WHAT TO DO: The expected output is the line with "Need: a dot for each instance, one per instance, like (80,73)." followed by every remaining line of the entries, all repeated exactly.

Top of INPUT DATA

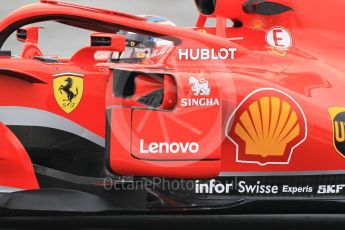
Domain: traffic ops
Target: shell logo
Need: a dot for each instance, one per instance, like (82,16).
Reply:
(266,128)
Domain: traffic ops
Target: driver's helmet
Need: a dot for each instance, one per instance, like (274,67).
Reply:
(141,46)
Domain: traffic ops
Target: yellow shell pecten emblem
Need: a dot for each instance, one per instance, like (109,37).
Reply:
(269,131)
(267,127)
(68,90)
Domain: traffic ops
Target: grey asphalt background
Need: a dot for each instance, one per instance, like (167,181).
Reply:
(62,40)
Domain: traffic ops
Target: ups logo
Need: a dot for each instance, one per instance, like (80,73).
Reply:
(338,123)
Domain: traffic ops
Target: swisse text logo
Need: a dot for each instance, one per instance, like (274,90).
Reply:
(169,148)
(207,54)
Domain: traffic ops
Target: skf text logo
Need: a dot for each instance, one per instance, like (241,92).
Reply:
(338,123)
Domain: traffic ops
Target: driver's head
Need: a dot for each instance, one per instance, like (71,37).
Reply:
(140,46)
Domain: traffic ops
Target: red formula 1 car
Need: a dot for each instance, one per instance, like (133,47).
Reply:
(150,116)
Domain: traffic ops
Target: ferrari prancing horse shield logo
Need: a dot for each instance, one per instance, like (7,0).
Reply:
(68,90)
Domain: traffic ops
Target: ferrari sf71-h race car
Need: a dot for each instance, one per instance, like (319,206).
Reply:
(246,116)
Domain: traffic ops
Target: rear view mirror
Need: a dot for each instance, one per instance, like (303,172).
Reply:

Bottom of INPUT DATA

RESPONSE:
Need: a dot for each instance, one per instance, like (80,73).
Reply:
(338,123)
Domain: traffic ops
Target: swisse text logo
Need: a dot for each instance, one per instance, like (274,90).
Reply:
(169,148)
(207,54)
Domain: traffic ops
Target: skf text logo
Need: a dot for each instance, one per instance, like (241,92).
Reply:
(338,123)
Domain: traffic ops
Target: driver's head
Need: a dot for each instance, one per instance, like (71,37).
Reply:
(140,46)
Domain: traffic ops
Target: red formula 1 car
Need: a dot for each instance, one per instance, like (133,47).
Reply:
(150,116)
Domain: traffic ops
Target: ferrari prancing horse shield logo
Need: a dot for each instance, one per instance, like (7,0).
Reply:
(68,90)
Domain: traffic ops
Target: ferrari sf71-h race car
Need: a dot for each instance, one per instance, like (319,206).
Reply:
(246,116)
Domain: traffic ops
Target: rear view mirror
Need: a dot for each instance, one per instance, like (303,172).
Reply:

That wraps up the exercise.